begin PROVIDED PASSAGE

In 1993, Americans and Europeans led by Paul Mayewski of the University of New Hampshire and Bernhard Stauffer of the University of Bern in Switzerland finished recovering two new ice cores from the summit of the Greenland ice sheet. More than 40 university and national laboratories participated in the projects. We shared samples, spent time in one another’s labs, replicated one another’s results, proposed ideas, tore them apart and then jointly proposed better ones. One of the justifications for these new cores, located 30 kilometers apart, was to verify and learn more about the 40-year change in climate, an event observed in both cores. The records stored in these cores were more detailed than before and showed that within a 20-year period at the summit of Greenland, where ice is thickest, the amount of snow deposited each year doubled, average annual surface temperature increased by 5 to 10 degrees Celsius and wind speeds increased. The same ice cores also showed that the spatial extent of sea ice decreased, atmospheric-circulation patterns changed, and the size of the world’s wetlands increased. Many of these shifts in parameters, including at least a 4-degree Celsius increase in the average annual air temperature, happened in less than 10 years. These changes were not restricted to Greenland; the global nature of many of these ice-core records showed that low-latitude, continental-scale regions rapidly got warmer and wetter. The most dramatic change occurred 11,700 years ago. But we also found comparable anomalies every several thousand years during the Wisconsin ice age (see Figure 6). Further, Antarctic ice cores also show comparable climate transitions at these times.


Climate, from the Bottom Down
One can also learn a lot about what controls climate by studying sediments on the ocean floor. These sediments contain the decayed remains of ocean organisms and inorganic material from the erosion of rocks. Ocean organisms assimilate chemical compounds from the water as they grow, and the compounds they incorporate are partially determined by the environment in which they live. Thus the decayed remains of the organisms that fall to the ocean floor contain a record of what chemical compounds were available and the temperature of the water in which they lived.
For example, consider an ocean-sediment core collected at Bermuda Rise, a place where ocean currents deposit a lot of sediment. The oxygen-18/oxygen-16 ratio of seawater varies through time depending on how much water is locked in ice sheets and how much water is in the ocean (see Figure 7). The near surface–dwelling foraminiferan Globigerinoides ruber uses seawater to make its shell. By measuring the oxygen isotopic composition of the shells recovered from an ocean core, we can determine how much water was locked up in ice sheets when the foraminiferan was living. Likewise, the bottom-dwelling foraminiferan Nutallides umbonifera incorporates cadmium and calcium in its shell. By measuring the ratio of cadmium to calcium in the shells recovered from an ocean core, we can tell where the bottom water came from when the foraminiferan was living. High values of the cadmium-to-calcium ratio indicate that the water near the bottom came to the Bermuda Rise from the south, whereas a low ratio indicates that the bottom water came from the north.

end PROVIDED PASSAGE
begin SOURCE EXCERPT

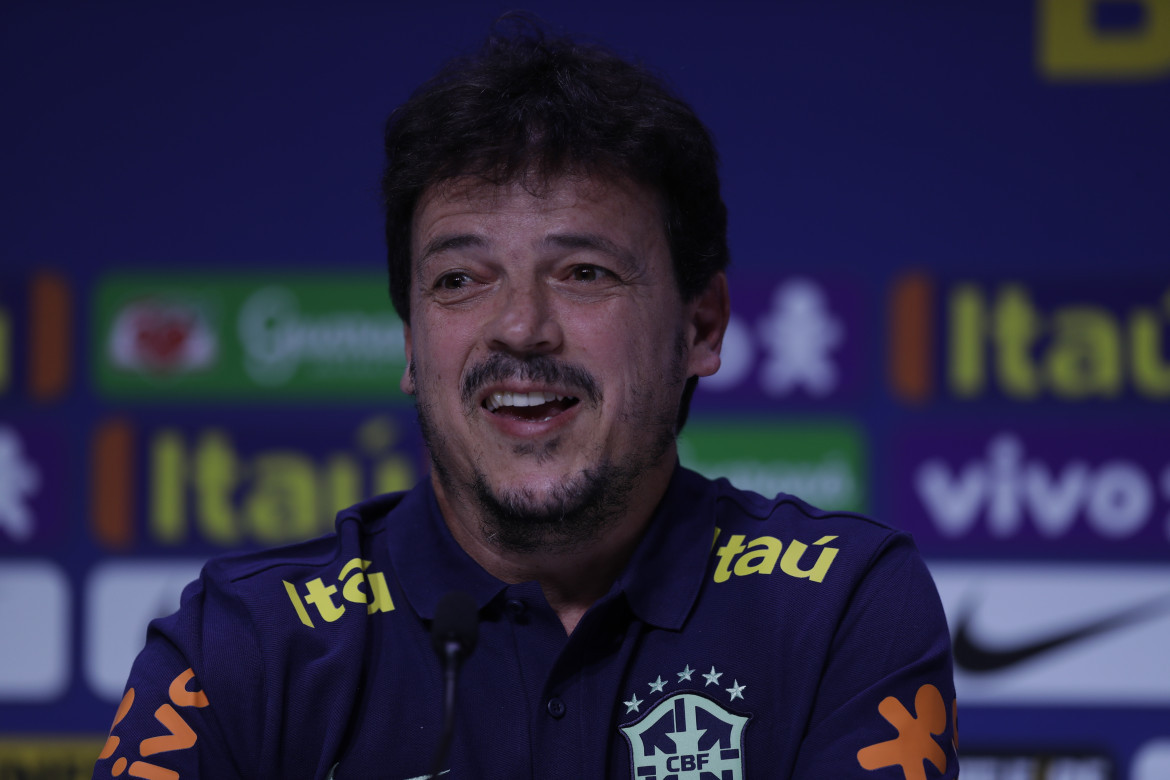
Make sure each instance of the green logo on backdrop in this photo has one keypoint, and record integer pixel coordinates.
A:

end SOURCE EXCERPT

### WRITTEN REQUEST 1:
In the climate text, how far apart were the two new Greenland ice cores located?
### WRITTEN REQUEST 2:
Reproduce the climate text between "Climate, from the" and "which they lived.", inclusive.
### WRITTEN REQUEST 3:
Write the next part of the climate text, picking up after its final sentence.

### EXERCISE OUTPUT 1:
30 kilometers apart.

### EXERCISE OUTPUT 2:
Climate, from the Bottom Down
One can also learn a lot about what controls climate by studying sediments on the ocean floor. These sediments contain the decayed remains of ocean organisms and inorganic material from the erosion of rocks. Ocean organisms assimilate chemical compounds from the water as they grow, and the compounds they incorporate are partially determined by the environment in which they live. Thus the decayed remains of the organisms that fall to the ocean floor contain a record of what chemical compounds were available and the temperature of the water in which they lived.

### EXERCISE OUTPUT 3:
Ocean sediments also contain ground-up rock, which is transported and deposited by ocean currents, just as wind carries airborne dust to be deposited on ice sheets. The mineralogy of the ground-up rock can be used to identify where it came from. For example, a layer of hematite-rich sediments in ocean cores near Bermuda indicates that ocean currents were transporting material from the east coast of Canada to Bermuda when the sediments in the layer were deposited.

To determine what the temperature of the ocean surface was in the past we can use organic compounds made by phytoplankton. Phytoplankton live near the ocean surface where there is light for photosynthesis. Some phytoplankton produce compounds know as alkenones which are straight chains of carbon atoms. Along these chains of carbon there can be two or three double bonds. The number of double bonds depends on the water temperature. The double bonds are thought to keep the cell membrane pliable in cold water. When the phytoplankton die, the alkenones fall to the bottom and become incorporated into the sediment. By measuring the ratio of different types of alkenones we can determine what the surface water temperature was when the phytoplankton were living.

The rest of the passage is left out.